## Short exercise
Render as a numbered list the lines beginning with the line that contains "[segment] cypress tree" and continuing through the line that contains "POLYGON ((80 268, 116", omitting any blank lines.

Labeled contour entries
★ ★ ★

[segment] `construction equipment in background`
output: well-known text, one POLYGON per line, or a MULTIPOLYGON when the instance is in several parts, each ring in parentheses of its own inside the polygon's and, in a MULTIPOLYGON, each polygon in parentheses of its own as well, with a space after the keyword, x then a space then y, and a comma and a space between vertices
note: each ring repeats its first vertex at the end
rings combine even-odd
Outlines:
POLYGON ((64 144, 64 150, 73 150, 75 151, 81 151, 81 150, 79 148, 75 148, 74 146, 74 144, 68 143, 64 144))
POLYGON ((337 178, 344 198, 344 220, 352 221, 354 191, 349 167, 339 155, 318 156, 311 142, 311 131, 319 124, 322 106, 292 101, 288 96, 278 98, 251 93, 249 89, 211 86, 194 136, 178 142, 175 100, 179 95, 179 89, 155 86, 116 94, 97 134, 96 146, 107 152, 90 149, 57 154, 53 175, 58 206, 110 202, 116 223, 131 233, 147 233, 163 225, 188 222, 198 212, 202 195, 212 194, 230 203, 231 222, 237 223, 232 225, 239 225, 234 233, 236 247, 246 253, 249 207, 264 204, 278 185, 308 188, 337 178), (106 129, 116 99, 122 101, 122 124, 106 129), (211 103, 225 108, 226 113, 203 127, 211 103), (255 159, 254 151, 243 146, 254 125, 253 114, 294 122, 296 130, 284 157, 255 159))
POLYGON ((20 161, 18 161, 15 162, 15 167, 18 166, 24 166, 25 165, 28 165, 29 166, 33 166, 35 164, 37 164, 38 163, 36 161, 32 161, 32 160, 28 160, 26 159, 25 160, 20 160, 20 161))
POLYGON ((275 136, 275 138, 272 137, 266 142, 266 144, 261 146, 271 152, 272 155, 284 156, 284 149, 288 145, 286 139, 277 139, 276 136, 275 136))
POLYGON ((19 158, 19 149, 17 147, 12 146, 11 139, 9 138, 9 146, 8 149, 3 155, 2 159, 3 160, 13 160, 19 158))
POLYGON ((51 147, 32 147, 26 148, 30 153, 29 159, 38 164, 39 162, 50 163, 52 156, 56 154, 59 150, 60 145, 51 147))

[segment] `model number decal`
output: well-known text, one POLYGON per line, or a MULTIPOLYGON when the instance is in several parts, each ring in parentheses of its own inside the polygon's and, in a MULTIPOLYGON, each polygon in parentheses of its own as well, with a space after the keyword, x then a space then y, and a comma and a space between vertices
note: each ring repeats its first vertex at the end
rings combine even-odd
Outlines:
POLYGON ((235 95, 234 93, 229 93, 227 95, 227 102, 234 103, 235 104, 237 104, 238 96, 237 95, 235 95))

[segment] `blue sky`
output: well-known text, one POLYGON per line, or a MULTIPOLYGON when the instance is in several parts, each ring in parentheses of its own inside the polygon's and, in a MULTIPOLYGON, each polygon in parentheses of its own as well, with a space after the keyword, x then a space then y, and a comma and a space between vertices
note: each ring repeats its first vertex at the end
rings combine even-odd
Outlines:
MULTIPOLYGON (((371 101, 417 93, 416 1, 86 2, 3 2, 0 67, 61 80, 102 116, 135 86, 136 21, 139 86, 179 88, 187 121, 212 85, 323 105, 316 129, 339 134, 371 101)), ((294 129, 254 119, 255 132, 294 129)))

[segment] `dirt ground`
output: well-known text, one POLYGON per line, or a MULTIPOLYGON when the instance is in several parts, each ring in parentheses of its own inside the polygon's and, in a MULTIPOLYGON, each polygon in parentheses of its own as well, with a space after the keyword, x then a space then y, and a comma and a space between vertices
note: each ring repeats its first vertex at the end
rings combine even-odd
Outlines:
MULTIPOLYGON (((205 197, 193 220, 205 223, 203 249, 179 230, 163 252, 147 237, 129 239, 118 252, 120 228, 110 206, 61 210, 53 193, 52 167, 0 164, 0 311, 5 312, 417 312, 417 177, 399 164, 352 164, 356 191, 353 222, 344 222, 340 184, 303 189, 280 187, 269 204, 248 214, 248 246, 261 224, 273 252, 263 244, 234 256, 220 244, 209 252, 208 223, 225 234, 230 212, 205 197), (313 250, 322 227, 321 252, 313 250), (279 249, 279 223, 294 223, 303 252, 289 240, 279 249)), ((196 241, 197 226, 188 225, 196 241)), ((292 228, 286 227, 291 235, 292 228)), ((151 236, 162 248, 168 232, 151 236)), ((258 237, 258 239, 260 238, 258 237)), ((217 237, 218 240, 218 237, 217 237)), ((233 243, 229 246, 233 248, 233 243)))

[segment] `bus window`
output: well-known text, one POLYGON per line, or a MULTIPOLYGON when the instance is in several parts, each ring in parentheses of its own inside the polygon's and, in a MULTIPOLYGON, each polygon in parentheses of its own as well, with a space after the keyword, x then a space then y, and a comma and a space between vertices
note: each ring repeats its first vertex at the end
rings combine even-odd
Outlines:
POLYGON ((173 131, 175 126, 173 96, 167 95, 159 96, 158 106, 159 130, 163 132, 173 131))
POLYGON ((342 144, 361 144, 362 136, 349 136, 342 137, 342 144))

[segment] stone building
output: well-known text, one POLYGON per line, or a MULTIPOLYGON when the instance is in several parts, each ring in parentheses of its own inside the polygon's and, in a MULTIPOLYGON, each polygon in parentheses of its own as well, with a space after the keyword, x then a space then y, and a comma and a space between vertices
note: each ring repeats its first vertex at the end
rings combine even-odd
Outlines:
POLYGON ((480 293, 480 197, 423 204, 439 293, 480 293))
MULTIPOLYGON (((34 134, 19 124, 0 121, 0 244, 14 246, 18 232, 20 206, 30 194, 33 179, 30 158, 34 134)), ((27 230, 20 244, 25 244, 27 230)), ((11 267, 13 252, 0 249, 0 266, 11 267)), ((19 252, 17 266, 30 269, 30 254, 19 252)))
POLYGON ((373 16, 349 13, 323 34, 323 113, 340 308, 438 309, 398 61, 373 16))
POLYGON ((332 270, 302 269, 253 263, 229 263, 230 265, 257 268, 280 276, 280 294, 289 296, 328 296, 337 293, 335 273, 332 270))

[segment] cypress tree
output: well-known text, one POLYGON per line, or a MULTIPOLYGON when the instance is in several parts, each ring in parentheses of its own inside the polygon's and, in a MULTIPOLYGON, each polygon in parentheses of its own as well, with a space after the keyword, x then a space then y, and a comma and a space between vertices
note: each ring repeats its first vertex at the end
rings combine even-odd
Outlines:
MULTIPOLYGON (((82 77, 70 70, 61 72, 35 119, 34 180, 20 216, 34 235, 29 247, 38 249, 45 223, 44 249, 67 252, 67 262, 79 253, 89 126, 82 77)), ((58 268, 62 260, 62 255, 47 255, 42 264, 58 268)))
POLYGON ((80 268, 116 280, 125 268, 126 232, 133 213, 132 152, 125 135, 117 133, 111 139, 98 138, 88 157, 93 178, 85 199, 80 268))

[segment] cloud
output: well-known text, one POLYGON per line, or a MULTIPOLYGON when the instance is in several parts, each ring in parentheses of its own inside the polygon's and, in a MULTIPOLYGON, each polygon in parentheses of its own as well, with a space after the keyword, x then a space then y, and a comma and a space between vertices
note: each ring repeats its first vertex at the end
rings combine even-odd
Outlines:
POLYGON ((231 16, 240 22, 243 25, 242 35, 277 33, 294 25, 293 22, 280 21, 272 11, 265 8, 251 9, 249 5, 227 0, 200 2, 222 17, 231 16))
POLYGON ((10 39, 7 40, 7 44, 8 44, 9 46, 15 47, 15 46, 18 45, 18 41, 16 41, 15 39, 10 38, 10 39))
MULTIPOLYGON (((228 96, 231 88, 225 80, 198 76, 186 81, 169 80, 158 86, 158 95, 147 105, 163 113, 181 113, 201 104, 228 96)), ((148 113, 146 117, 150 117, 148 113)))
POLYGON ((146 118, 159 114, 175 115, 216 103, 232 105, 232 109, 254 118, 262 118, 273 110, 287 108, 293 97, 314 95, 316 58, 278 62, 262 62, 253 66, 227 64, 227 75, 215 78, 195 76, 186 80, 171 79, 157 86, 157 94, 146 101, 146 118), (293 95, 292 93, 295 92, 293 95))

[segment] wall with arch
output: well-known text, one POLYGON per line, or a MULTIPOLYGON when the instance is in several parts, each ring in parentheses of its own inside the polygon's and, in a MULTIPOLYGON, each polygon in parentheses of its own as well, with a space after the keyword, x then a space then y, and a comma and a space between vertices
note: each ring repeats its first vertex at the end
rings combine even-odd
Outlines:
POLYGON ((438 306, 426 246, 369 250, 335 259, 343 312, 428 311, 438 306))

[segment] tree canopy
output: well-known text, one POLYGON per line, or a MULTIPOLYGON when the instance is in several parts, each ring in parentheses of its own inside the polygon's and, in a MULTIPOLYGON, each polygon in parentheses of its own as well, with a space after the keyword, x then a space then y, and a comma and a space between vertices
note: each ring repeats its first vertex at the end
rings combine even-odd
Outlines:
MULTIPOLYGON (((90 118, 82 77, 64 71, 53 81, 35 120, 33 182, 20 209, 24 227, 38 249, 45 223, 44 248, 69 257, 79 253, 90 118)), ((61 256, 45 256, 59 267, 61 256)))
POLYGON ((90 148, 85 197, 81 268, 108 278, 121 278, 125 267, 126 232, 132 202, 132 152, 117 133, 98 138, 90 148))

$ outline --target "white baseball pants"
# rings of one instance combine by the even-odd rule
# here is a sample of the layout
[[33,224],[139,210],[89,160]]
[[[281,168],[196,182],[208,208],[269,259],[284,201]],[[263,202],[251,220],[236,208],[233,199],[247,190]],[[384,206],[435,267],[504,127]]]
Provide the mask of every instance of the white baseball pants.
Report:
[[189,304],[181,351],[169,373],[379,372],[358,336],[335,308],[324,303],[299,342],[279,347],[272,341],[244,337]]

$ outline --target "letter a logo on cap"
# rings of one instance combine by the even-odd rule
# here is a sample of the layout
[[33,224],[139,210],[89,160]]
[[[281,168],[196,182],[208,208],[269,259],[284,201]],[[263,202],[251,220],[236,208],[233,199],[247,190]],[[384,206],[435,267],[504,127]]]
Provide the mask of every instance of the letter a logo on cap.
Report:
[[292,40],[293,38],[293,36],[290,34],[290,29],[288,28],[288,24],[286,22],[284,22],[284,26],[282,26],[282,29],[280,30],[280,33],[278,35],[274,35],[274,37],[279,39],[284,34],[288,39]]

★ ★ ★

## Response to this task
1. [segment] cypress tree
2. output: well-known text, one POLYGON per line, or a MULTIPOLYGON when the instance is in several parts, each ring in parentheses of its own inside the polygon's and, in a MULTIPOLYGON, each polygon in parentheses of its own as well, with a space after the keyword, x then a space then y, and a comma and a space between vertices
3. note: each ring repeats its first vertex at the end
4. rings combine even-odd
5. Outlines:
6. MULTIPOLYGON (((82 77, 70 70, 61 72, 35 119, 34 180, 20 216, 34 235, 29 247, 38 249, 45 223, 44 249, 67 252, 67 262, 79 253, 89 126, 82 77)), ((58 268, 62 260, 62 255, 47 255, 42 264, 58 268)))
7. POLYGON ((80 268, 116 280, 125 268, 126 232, 133 213, 132 152, 125 135, 117 133, 111 139, 98 138, 88 157, 93 178, 85 199, 80 268))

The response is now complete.